Point labeling dataset excerpts:
--

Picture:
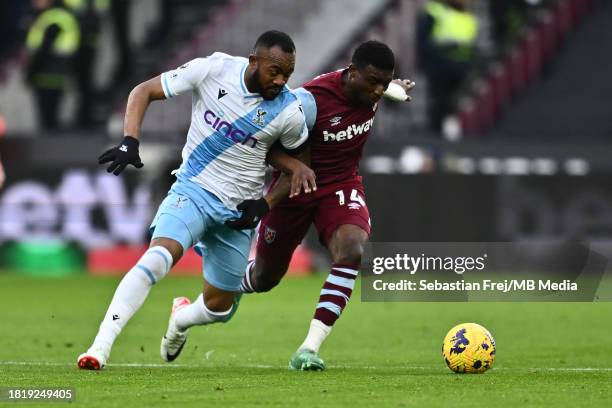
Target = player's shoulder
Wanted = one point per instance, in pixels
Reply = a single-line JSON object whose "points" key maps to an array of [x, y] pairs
{"points": [[221, 62]]}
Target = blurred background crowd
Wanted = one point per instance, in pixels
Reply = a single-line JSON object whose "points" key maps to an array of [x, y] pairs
{"points": [[504, 88]]}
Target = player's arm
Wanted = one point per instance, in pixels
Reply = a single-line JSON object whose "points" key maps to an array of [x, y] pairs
{"points": [[295, 164], [296, 175], [162, 86], [126, 152]]}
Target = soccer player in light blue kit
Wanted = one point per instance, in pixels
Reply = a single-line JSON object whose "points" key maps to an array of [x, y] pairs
{"points": [[240, 108]]}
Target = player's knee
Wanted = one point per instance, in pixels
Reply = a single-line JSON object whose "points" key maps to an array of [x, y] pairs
{"points": [[349, 251], [266, 283], [265, 279], [218, 304], [155, 263]]}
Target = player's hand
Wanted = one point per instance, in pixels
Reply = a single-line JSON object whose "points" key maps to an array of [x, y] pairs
{"points": [[252, 212], [406, 85], [302, 177], [122, 155]]}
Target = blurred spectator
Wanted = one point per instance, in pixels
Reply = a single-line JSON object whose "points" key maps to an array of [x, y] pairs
{"points": [[89, 14], [2, 175], [52, 41], [446, 36], [120, 13], [509, 16], [159, 34], [12, 23]]}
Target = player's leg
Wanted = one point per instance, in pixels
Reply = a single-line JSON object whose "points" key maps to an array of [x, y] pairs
{"points": [[225, 254], [276, 241], [173, 227], [345, 230]]}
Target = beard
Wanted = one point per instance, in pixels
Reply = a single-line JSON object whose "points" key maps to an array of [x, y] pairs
{"points": [[266, 93]]}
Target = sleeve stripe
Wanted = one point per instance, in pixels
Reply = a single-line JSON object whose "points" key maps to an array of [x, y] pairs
{"points": [[165, 86]]}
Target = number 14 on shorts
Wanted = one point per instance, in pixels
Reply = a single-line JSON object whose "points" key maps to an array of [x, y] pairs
{"points": [[355, 197]]}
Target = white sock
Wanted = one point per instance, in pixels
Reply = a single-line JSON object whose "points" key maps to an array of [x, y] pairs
{"points": [[131, 294], [316, 335], [197, 314], [246, 286]]}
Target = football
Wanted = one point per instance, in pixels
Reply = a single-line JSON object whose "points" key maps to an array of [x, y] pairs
{"points": [[469, 348]]}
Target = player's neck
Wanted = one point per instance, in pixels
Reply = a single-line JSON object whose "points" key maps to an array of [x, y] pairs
{"points": [[249, 80], [346, 88]]}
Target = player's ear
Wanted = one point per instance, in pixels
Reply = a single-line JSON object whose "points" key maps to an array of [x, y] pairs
{"points": [[253, 61], [352, 70]]}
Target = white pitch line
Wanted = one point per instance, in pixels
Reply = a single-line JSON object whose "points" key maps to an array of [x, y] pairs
{"points": [[267, 366]]}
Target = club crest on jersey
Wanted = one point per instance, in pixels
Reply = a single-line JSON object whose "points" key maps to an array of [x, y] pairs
{"points": [[269, 235], [180, 202], [258, 119]]}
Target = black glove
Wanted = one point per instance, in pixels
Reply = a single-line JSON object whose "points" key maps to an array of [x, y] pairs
{"points": [[122, 155], [252, 212]]}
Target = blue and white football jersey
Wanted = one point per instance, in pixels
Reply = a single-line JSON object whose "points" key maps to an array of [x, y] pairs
{"points": [[231, 128]]}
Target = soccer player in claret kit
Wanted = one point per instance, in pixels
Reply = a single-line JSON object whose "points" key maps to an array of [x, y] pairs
{"points": [[340, 108], [240, 109]]}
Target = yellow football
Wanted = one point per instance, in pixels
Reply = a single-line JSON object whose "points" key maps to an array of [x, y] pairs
{"points": [[469, 348]]}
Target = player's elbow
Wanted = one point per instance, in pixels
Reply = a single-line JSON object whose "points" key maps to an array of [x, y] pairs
{"points": [[150, 90]]}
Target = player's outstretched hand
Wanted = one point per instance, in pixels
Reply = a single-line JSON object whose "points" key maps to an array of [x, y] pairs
{"points": [[302, 177], [252, 212], [122, 155]]}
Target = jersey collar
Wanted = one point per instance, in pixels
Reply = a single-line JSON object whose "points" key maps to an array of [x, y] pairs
{"points": [[245, 92]]}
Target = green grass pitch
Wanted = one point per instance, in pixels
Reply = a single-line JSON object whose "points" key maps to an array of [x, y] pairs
{"points": [[379, 354]]}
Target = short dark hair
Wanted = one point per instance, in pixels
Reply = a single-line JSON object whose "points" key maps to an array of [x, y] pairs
{"points": [[374, 53], [274, 38]]}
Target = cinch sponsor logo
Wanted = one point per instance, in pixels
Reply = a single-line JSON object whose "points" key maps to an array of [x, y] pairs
{"points": [[349, 133], [228, 130]]}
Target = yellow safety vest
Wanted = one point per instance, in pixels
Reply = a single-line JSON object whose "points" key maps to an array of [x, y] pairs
{"points": [[69, 37], [453, 27]]}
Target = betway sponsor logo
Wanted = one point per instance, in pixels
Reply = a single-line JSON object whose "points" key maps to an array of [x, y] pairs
{"points": [[229, 131], [349, 133]]}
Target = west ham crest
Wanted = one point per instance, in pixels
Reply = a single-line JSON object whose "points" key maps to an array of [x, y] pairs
{"points": [[269, 235]]}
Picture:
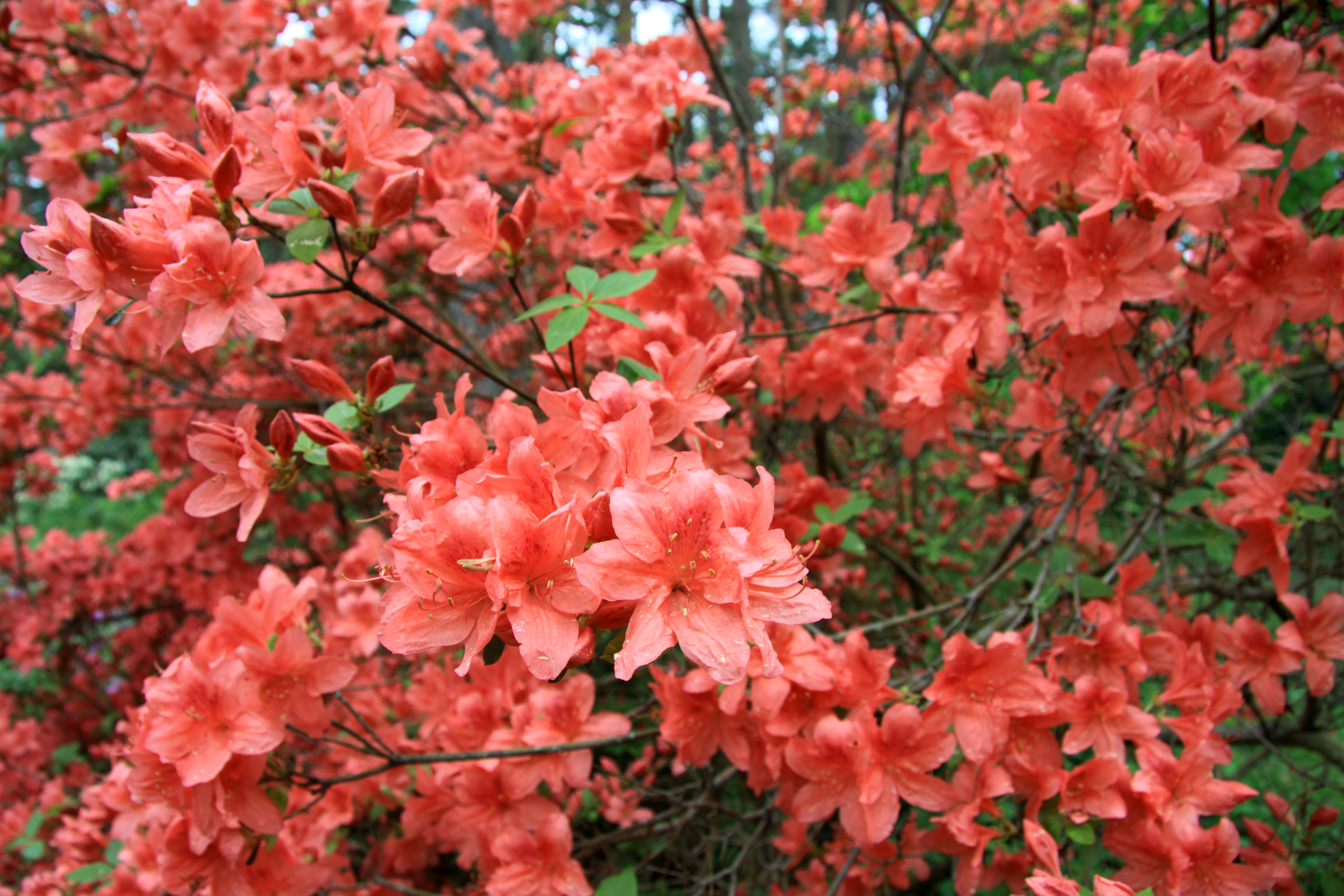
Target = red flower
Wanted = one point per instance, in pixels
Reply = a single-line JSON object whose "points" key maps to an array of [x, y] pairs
{"points": [[199, 718], [1318, 635], [538, 864], [242, 469], [982, 690]]}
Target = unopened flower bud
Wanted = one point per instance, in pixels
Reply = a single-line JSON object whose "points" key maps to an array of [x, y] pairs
{"points": [[526, 210], [584, 648], [283, 436], [511, 232], [344, 457], [171, 156], [322, 430], [380, 378], [203, 205], [334, 201], [216, 115], [397, 198], [228, 173], [324, 379]]}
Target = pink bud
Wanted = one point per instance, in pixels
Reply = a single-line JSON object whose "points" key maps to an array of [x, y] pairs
{"points": [[511, 232], [334, 201], [171, 156], [397, 198], [322, 378], [216, 115], [380, 378], [525, 210], [228, 173], [322, 430], [283, 436]]}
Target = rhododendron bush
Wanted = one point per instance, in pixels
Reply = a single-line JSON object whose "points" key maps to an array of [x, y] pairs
{"points": [[830, 449]]}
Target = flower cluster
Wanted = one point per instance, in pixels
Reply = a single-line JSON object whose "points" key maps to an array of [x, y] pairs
{"points": [[432, 463]]}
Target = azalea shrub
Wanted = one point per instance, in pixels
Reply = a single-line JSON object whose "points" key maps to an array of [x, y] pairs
{"points": [[819, 449]]}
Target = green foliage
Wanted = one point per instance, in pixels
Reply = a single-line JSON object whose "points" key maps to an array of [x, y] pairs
{"points": [[623, 884], [308, 240]]}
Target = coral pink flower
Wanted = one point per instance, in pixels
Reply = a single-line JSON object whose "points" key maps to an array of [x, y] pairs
{"points": [[444, 598], [472, 225], [292, 682], [74, 276], [690, 576], [213, 283], [982, 690], [373, 132], [538, 864], [198, 718], [537, 581], [866, 238], [1318, 633], [244, 469]]}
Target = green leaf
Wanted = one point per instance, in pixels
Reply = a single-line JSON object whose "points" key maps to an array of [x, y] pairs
{"points": [[853, 508], [1081, 835], [584, 280], [655, 244], [304, 198], [117, 315], [64, 755], [619, 314], [632, 370], [623, 283], [855, 293], [1091, 586], [393, 397], [1189, 499], [343, 414], [287, 207], [565, 327], [562, 127], [613, 647], [623, 884], [1027, 570], [851, 543], [674, 213], [280, 797], [34, 825], [308, 240], [651, 245], [552, 304], [88, 874]]}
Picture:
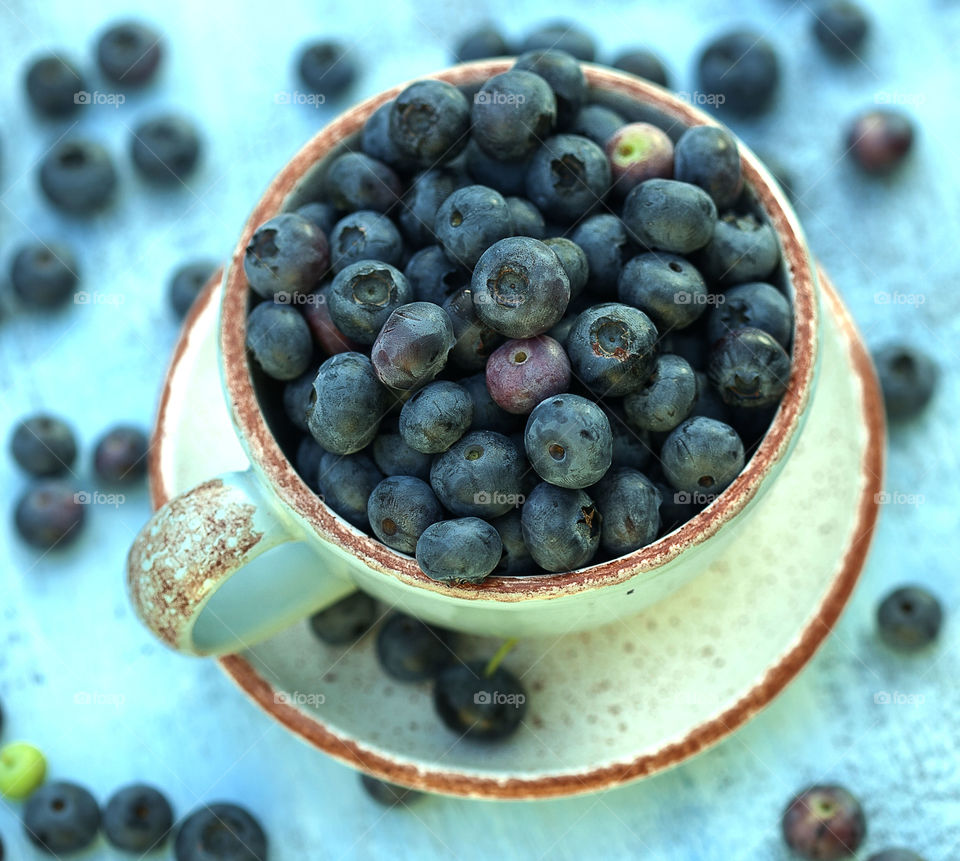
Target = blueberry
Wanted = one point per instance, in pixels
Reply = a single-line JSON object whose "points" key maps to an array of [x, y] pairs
{"points": [[279, 341], [568, 441], [507, 177], [908, 378], [459, 551], [895, 855], [349, 404], [400, 508], [879, 140], [43, 445], [666, 399], [307, 459], [326, 67], [166, 149], [631, 447], [565, 77], [596, 122], [23, 768], [364, 295], [526, 218], [522, 372], [44, 274], [285, 255], [702, 455], [129, 53], [487, 414], [475, 339], [512, 114], [708, 156], [470, 220], [433, 277], [574, 261], [909, 618], [480, 43], [54, 85], [423, 198], [61, 818], [515, 559], [562, 36], [643, 63], [436, 417], [78, 176], [841, 28], [520, 288], [825, 823], [743, 68], [393, 456], [612, 349], [376, 142], [568, 176], [388, 794], [670, 216], [630, 505], [757, 305], [220, 832], [346, 621], [638, 152], [478, 706], [749, 368], [605, 243], [322, 214], [365, 235], [480, 475], [120, 455], [410, 650], [49, 514], [186, 283], [324, 331], [667, 287], [430, 122], [346, 482], [355, 181], [742, 249], [413, 345], [137, 818], [561, 527]]}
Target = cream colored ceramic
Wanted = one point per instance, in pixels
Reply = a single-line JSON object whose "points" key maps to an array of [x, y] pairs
{"points": [[610, 705], [243, 555]]}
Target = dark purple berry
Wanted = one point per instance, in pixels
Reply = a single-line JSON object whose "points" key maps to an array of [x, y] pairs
{"points": [[909, 618], [50, 514], [824, 823], [522, 372], [286, 255], [880, 139], [43, 445], [413, 345], [638, 152], [129, 53], [749, 368], [120, 455]]}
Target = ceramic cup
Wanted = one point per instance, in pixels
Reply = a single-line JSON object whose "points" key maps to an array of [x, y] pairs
{"points": [[243, 555]]}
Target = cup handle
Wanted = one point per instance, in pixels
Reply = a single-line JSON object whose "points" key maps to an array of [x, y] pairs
{"points": [[217, 569]]}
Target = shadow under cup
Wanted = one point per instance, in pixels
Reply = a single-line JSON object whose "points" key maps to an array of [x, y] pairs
{"points": [[507, 606]]}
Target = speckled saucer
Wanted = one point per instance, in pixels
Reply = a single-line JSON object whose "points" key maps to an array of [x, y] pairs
{"points": [[612, 704]]}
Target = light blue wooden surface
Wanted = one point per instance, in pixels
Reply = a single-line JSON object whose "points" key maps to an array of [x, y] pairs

--

AIM
Every line from the one containing "Target = cream colored ceramic" through the last line must be copied exactly; leave out the rest.

RESULT
Target = cream colored ceramic
Wanted = one point per instance, in pixels
Reply = a single-line JSON object whose "points" key maps to an array of [x, y] pairs
{"points": [[610, 705], [243, 555]]}
Target = dark purple berry
Wanted = one point per instance, in pixels
Reply = a single-line JSON object whose "points" key maps to an array of [x, y] pairs
{"points": [[909, 618], [50, 514], [824, 823], [522, 372], [286, 255], [880, 139], [43, 445], [413, 345], [638, 152], [129, 53], [749, 368], [120, 455]]}
Target = ceramic cup
Wanted = one point per instance, in pixels
Reply = a single-line JSON object whose "points" key maps to an array of [x, y] pairs
{"points": [[243, 555]]}
Target = cup handle
Wanted = one point per instance, in pixels
Reply = a single-line JSON object whose "points" key maps to an array of [x, y] pairs
{"points": [[217, 569]]}
Target = shadow under cup
Wanted = one point per instance, in pixels
Reply = a single-line JSON object whose "points" key maps to an array of [x, y] pairs
{"points": [[507, 606]]}
Target = speckled saucer
Wanted = one point per instance, in pixels
Reply = a single-line JSON object whose "points" key maps to an array of [x, y] pairs
{"points": [[612, 704]]}
Target = light blue wooden surface
Wanted = one point per instance, in pixels
Reply = a single-line JSON object whose "points" key maps to an array of [x, y] pairs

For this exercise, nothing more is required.